### Exercises:
1) In the noise-cancellation thread, what happens in the wave pool comparison when you slap the water to make a matching wave that moves the opposite way?
2) Pick up the noise-cancellation thread after its last sentence and keep writing in the same voice.

### Provided passage:
________________

If you imagine sound as an airwave when it picks up sound that it isn’t making it immediately plays an opposite airwave (sound) that cancels out the two sounds in your ear

Anonymous 0 Comments

The speaker sends out a tone at a very high frequency. That frequency is particular that it actually interrupts noise outside.
Think of if you run your ear aggressively as if you’re itchy, you might get a high eering tone afterwards. You may also have noticed you don’t hear anything for a few seconds. That’s the whole concept of noise cancellation.

Hope this helps.

Anonymous 0 Comments


Anonymous 0 Comments

Imagine a wave of water coming towards you in a wave pool.

Ignore anything to do with things like currents under the water, etc.

If you slap the water as the other wave is coming your way, and make a wave the exact same size, shape, etc, but going the opposite way to the wave that’s about to hit you, one stops the other.

Sound in air is much the same, it’s just waves that you can’t see. The headphones or earbuds with active noise cancellation, simply (or really, not so simply) detect other sounds, and play a sound that is the exact opposite, or close enough.

The waves hit each other, and the sound of both goes away!

Anonymous 0 Comments

The sound you hear is a wave that is a sum of all sounds around you. Waves have a few relevant properties: They travel at a known velocity, and they are additive.

________________

### Given information:
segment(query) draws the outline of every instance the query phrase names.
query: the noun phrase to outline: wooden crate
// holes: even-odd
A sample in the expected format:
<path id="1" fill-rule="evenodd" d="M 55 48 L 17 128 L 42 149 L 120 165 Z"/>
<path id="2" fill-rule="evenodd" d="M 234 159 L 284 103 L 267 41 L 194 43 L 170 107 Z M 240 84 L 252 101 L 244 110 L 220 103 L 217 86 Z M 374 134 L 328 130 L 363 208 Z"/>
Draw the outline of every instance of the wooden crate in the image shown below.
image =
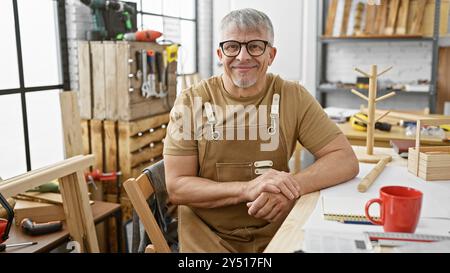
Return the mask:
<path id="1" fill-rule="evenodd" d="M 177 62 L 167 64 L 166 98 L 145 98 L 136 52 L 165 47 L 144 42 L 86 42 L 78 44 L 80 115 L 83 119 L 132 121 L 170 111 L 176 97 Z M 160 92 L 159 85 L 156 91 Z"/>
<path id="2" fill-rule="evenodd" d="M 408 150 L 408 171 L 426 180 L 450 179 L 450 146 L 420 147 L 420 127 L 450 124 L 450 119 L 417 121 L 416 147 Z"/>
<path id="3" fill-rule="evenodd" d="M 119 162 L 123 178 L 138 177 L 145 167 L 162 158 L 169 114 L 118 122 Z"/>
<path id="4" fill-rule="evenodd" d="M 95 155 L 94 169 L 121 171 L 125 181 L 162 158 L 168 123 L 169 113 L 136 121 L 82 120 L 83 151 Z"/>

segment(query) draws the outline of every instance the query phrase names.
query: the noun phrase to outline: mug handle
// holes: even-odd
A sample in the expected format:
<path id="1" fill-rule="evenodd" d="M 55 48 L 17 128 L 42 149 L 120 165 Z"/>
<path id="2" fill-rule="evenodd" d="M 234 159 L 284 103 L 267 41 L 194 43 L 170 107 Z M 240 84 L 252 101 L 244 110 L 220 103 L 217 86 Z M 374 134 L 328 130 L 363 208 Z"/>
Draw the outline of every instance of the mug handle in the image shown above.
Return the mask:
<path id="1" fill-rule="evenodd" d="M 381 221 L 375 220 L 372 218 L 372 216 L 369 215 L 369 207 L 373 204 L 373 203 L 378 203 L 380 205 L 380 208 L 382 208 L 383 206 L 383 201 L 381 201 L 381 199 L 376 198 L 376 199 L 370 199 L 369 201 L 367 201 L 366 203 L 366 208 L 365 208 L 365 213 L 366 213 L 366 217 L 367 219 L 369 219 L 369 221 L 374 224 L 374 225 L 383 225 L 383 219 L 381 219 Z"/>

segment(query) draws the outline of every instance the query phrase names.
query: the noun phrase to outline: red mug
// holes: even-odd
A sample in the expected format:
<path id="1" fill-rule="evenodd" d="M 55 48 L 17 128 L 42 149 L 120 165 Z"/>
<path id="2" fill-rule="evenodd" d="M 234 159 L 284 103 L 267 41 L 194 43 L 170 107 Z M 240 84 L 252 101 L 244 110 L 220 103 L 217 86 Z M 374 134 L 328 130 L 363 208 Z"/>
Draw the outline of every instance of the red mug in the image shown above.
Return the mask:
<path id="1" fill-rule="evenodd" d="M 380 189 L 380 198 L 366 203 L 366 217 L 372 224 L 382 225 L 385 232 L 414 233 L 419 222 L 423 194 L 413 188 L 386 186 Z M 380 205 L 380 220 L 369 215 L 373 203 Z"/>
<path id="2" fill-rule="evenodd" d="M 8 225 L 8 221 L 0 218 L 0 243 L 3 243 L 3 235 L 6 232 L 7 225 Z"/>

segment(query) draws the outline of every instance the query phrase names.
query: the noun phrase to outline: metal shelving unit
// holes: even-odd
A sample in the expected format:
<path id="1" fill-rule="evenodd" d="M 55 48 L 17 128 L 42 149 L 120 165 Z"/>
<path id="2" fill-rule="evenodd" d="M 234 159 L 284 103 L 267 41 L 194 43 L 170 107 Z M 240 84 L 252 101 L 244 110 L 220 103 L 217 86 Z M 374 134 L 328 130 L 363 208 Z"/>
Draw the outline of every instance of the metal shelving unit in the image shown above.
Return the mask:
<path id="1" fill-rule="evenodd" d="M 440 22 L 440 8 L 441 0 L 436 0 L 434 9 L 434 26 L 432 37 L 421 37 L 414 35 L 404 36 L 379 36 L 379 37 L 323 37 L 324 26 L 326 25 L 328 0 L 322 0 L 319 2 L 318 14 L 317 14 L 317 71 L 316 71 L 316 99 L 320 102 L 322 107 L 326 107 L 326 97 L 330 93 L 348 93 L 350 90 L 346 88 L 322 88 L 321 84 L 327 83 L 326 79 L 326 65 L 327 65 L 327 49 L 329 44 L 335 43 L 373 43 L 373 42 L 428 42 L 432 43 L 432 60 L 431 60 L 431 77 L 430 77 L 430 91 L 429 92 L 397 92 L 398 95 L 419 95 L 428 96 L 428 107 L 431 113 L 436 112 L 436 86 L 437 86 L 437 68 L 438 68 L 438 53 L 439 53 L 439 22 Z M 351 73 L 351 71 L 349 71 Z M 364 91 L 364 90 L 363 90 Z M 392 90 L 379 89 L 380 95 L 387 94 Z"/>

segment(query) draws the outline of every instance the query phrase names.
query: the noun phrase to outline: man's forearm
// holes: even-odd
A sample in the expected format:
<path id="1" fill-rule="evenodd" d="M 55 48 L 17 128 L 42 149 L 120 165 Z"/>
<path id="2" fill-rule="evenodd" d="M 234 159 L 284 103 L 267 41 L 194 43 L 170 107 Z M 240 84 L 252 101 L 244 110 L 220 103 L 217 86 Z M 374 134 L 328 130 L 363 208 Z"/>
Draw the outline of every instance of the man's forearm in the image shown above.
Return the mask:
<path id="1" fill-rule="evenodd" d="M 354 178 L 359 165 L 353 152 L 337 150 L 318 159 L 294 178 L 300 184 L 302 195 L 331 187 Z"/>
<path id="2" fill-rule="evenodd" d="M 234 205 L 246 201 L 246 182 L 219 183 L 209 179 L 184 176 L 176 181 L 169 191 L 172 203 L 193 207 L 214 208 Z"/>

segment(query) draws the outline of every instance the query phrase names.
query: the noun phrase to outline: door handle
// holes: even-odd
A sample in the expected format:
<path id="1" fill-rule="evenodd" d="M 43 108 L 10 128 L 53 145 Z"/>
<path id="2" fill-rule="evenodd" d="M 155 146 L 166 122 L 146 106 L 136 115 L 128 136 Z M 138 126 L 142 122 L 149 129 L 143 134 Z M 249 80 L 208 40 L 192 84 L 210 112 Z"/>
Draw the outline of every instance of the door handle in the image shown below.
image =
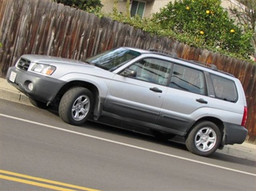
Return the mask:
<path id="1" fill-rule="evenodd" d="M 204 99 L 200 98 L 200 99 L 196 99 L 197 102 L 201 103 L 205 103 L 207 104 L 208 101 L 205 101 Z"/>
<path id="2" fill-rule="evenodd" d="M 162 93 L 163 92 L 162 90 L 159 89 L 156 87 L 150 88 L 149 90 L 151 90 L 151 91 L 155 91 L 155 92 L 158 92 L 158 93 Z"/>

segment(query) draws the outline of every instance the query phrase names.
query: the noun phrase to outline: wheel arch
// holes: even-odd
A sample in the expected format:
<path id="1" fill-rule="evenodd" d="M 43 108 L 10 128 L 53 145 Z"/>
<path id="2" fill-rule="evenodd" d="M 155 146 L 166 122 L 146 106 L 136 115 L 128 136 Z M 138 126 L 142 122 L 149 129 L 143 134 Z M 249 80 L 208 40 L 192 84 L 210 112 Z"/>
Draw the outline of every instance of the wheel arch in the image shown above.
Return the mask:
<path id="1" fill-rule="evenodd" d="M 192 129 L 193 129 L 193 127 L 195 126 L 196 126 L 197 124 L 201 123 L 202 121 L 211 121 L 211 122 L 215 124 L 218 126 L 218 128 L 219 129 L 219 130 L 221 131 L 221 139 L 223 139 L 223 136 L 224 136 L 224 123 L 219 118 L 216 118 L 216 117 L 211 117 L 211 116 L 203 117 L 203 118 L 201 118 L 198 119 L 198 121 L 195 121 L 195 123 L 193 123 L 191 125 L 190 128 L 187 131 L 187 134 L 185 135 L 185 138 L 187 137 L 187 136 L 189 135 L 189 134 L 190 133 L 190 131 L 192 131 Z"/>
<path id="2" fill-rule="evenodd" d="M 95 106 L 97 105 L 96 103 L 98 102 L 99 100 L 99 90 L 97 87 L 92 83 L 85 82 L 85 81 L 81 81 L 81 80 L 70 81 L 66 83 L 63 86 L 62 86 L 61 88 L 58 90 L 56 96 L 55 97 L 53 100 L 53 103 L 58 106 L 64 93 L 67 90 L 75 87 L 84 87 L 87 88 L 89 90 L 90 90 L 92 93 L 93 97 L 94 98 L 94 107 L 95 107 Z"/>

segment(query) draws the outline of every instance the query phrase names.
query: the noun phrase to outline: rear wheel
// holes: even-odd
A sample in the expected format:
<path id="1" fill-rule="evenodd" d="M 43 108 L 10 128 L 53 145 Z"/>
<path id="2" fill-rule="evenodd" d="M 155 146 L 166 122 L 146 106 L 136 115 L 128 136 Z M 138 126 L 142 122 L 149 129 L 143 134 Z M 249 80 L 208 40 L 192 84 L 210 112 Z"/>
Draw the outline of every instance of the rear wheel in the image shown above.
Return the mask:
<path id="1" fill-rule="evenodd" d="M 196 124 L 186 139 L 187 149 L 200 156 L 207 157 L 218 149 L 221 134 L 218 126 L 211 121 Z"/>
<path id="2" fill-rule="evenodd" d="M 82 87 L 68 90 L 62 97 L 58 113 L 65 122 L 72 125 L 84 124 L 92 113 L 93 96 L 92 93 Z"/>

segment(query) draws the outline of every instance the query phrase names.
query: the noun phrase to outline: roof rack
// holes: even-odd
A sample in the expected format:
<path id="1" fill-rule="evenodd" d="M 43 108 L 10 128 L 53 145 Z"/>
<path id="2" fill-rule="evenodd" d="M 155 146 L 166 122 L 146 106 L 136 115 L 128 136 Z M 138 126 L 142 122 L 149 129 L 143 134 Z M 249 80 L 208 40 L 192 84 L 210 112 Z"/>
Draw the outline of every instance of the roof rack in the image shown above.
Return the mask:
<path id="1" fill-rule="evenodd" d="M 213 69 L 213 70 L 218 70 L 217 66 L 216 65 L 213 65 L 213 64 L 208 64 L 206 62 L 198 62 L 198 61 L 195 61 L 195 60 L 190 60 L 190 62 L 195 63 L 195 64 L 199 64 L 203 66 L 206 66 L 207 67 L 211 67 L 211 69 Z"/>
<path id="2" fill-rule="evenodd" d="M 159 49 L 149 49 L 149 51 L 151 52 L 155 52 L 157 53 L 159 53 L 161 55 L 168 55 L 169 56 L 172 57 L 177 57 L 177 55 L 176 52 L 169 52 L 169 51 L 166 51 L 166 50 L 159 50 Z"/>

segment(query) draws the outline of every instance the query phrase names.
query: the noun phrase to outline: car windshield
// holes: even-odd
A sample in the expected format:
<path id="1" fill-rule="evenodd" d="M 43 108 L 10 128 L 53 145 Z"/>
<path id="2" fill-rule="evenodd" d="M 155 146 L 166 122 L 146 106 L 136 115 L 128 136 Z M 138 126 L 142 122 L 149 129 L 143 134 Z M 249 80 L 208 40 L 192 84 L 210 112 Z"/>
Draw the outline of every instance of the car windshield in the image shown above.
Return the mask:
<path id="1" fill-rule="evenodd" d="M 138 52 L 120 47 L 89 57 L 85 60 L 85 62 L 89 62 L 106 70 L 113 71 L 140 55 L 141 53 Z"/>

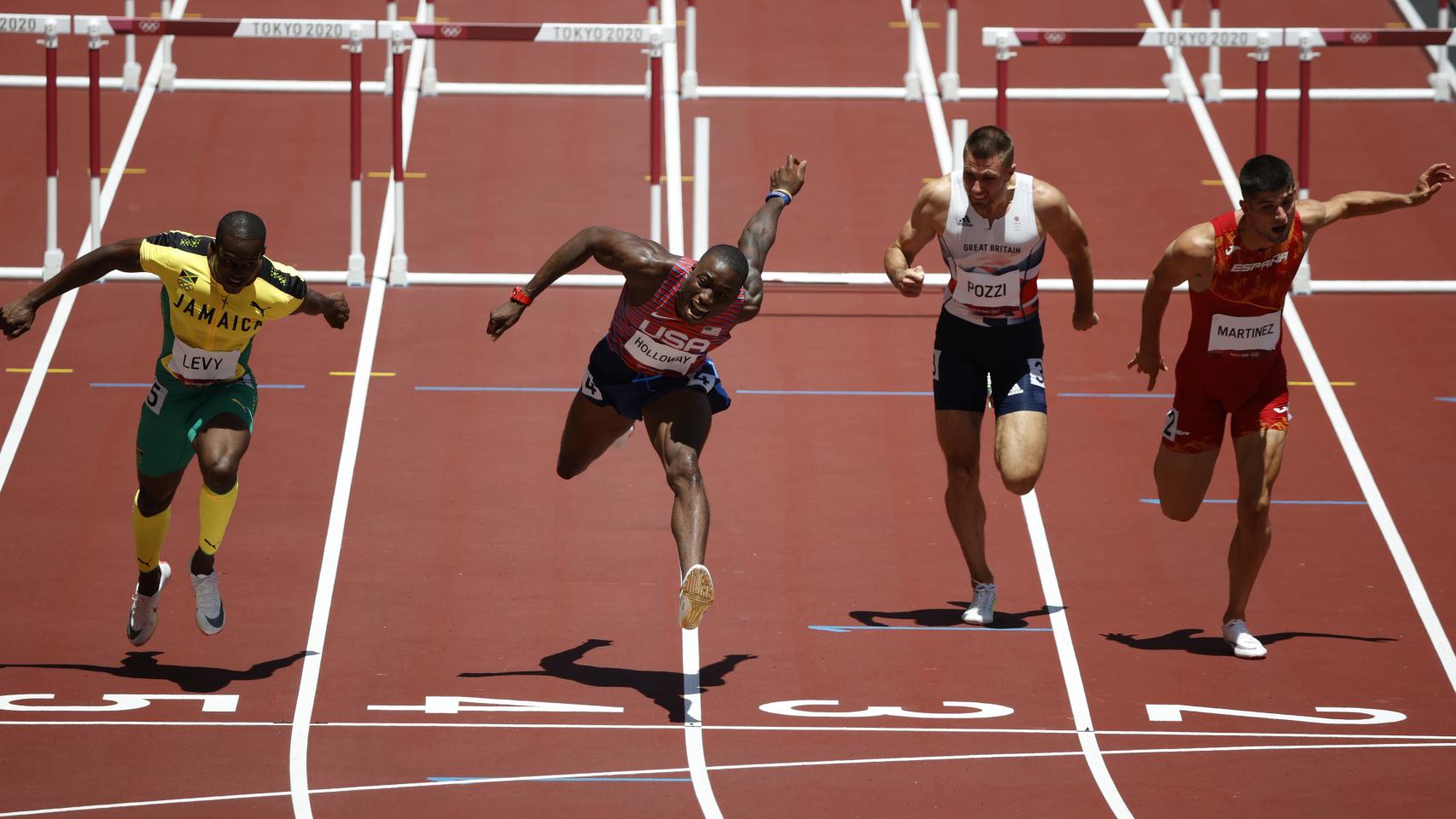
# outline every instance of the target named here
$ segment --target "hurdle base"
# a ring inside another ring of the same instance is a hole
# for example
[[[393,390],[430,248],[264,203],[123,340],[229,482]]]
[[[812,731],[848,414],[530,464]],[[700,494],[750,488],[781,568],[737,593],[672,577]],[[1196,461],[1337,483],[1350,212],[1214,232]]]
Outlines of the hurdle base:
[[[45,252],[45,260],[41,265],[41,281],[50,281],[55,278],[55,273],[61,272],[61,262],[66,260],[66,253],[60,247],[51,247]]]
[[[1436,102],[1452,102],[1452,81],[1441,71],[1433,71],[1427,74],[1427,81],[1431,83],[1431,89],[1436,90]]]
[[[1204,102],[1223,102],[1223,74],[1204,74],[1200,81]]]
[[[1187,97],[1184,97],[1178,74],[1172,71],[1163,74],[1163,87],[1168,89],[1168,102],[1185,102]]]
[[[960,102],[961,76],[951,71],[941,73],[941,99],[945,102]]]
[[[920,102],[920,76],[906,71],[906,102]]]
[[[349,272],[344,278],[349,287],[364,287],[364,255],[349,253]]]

________________

### Results of the tasks:
1) One wave stops the other.

2)
To cancel such wave in your ear: we measure the wave just outside the ear and play its inverse with a small delay from the earphone. Notably, this only cancels the sound in a very small region around the inner side of the earphone. Everywhere else it adds its miniscule amount of more sound to the wave.

For best results: You need a good microphone in both earphones, and a good algorithm to slightly alter the wave, to mimic hiw it will be altered by the earlobe (as the in-ear earphone sound is not altered by the earlobe identically to the sound coming from the outside). Fortunately, we can tune this individually: place a second microphone inside each ear canal (near the very tip of the earphone), and measure which delay and which amplitude modifications reduce the sound the most.

A good analogue: Look at the waves in the see. Measure the height of the wave. If it is above the mean water level, push the water down with a paddle you have placed under the surface. If it is below, push the water up. If you move your paddle at just the right speed for a given measurement, you can destroy the wave around your paddle (whilst creating a new wave around your paddle, propagating outwards and adding a bit to the waves everywhere else in the sea).

Anonymous 0 Comments

You know how your headphones can reproduce any sound? Noise cancelling headphones have microphones to detect what outside sounds you’re about to hear and then make the exact opposite sound at exactly the right time. Any sound (no matter how complex or loud) + its exact opposite = no sound at all, much like 5 + (-5) = 0.

I could get into superposition and all that, but that’s probably beyond age 5.

Anonymous 0 Comments

If it’s cancelling the noise, it is it still considered a sound that is received by your ears?

I thought it was a frequency that our ears can’t pick up.

Anonymous 0 Comments

There are a lot of adults at the pool. Some of them are misbeahving by running clock wise around the pool. The lifeguard got annoyed and send out other adults that run counter clockwise. These adults smash into each others and stop being obnoxious.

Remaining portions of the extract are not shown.